GIVEN DATA >>
※ ※ ※

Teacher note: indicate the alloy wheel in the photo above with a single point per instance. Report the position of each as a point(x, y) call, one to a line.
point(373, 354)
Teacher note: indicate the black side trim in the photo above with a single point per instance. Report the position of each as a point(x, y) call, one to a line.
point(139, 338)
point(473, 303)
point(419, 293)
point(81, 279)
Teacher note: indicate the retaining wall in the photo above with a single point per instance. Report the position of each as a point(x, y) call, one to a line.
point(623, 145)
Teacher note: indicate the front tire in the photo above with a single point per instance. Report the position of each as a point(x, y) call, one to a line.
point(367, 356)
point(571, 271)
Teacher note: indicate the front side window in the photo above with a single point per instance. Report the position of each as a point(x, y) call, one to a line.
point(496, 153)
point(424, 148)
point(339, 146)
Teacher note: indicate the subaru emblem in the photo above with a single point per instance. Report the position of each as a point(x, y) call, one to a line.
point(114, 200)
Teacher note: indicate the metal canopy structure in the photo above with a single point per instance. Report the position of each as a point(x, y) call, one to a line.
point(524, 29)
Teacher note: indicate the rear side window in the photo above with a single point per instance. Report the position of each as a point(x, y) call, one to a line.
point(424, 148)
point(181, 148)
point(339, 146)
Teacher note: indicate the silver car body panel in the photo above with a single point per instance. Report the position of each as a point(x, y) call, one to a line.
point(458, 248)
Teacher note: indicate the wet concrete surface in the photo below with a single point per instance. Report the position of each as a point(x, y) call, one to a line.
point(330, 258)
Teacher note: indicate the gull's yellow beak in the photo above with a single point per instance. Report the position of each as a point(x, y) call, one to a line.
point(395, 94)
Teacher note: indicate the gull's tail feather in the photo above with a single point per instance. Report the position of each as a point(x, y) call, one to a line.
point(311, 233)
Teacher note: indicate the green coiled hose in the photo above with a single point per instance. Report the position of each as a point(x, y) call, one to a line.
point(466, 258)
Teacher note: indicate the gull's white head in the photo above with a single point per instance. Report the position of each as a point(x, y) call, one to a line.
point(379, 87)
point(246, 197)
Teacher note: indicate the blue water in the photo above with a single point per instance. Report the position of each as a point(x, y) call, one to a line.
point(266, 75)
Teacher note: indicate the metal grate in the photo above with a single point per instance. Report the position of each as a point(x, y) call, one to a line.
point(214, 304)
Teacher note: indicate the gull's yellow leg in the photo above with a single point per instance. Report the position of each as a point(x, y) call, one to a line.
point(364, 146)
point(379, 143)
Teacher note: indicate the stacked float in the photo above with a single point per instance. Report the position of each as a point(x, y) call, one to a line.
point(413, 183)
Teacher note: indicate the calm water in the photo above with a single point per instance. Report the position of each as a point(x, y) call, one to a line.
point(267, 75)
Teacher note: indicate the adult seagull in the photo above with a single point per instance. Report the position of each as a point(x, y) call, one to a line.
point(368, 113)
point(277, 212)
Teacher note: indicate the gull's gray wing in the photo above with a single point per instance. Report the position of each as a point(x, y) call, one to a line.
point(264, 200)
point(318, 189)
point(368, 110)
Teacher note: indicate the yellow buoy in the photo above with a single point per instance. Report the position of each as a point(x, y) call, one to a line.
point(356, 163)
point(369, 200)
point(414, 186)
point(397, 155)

※ ※ ※

TASK STATEMENT >> Rename "Teacher note" to "Instructor note" everywhere in the listing above, and reproduce every line of it with nothing else altered.

REPLY TO THE EXERCISE >>
Instructor note: indicate the alloy wheel in the photo above with a single point per instance. Report the position of each as a point(x, y) call, one to a line.
point(373, 354)
Instructor note: indicate the black side trim in the photo above with a single point per instance. Report the position of each as a point(x, y) call, one to a line.
point(139, 338)
point(473, 303)
point(419, 293)
point(81, 279)
Instructor note: indicate the retaining wall in the photo above with a single point per instance. Report the position of each as a point(x, y) call, one to a line.
point(623, 145)
Instructor note: indicate the front tire in the photo above with a single point per instance. Report the position of each as a point(x, y) call, one to a line.
point(367, 356)
point(571, 271)
Instructor note: indicate the front side window in the photo above with a single point per instance. Report the position of each as a point(x, y) call, one to a line.
point(496, 153)
point(424, 148)
point(339, 146)
Instructor note: indicate the subaru emblem in the photo above with a single point per instance. Report the position of each as a point(x, y) call, one to a line.
point(114, 200)
Instructor note: indicate the metal canopy structure in the photo above with a single point per instance. Report the position of each as a point(x, y) call, one to a line.
point(524, 29)
Instructor note: indicate the rear side window in the photo above with a single point per instance. Report the position of each as a point(x, y) call, one to a line.
point(424, 148)
point(181, 148)
point(339, 146)
Instructor note: indicate the silver car body panel in the photo above with a single point per instance. Report the position of each as a point(x, y) call, one to a line.
point(458, 248)
Instructor note: indicate the wet concrete surface in the photo below with a single point per instance. Report the position of each as a point(x, y) call, one to a line.
point(330, 258)
Instructor note: indicate the gull's yellow beak in the photo above with a single point per instance. Report the position of each as a point(x, y) call, one to a line.
point(395, 94)
Instructor note: indicate the gull's tail feather in the photo above with a single point per instance. Report the position of each as a point(x, y) call, one to a line.
point(311, 233)
Instructor note: indicate the green coiled hose in the photo above with a single point per instance. Report the position of each as a point(x, y) call, one to a line.
point(466, 258)
Instructor note: indicate the gull's white head in the photo above with a single point per instance. Report the position of each as a point(x, y) call, one to a line.
point(379, 87)
point(246, 197)
Instructor note: indicate the blue water in the photo above with a single point per instance. Report the position of each as a point(x, y) call, one to a line.
point(266, 75)
Instructor note: indicate the metal grate in the photo above with a single point per instance. Report the position of each as a point(x, y) call, one to a line.
point(214, 304)
Instructor note: indicate the gull's yellow leg in the photo above with a single point per instance. Report the position of each as a point(x, y) call, one to a line.
point(364, 146)
point(379, 143)
Instructor note: indicate the stacked float in the photo above with a single point per instance. Report the position of each as a point(x, y) call, one to a line.
point(413, 183)
Instructor note: indicate the calm water in the photo above with a single point per instance. Report the position of each as a point(x, y) call, one to a line.
point(267, 75)
Instructor note: indicate the adult seagull in the photo above with a single point per instance. Report the position of each as a point(x, y) call, one to a line.
point(368, 113)
point(277, 212)
Instructor note: indicate the gull's gray wing in the photo above with a single point per instance. Report the position of each as a point(x, y) call, one to a line.
point(264, 200)
point(318, 189)
point(368, 110)
Instructor note: indicate the yellow buoy in the photo above with a single point per instance. Report the position of each as a point(x, y) call, one to a line.
point(356, 163)
point(369, 200)
point(414, 186)
point(397, 155)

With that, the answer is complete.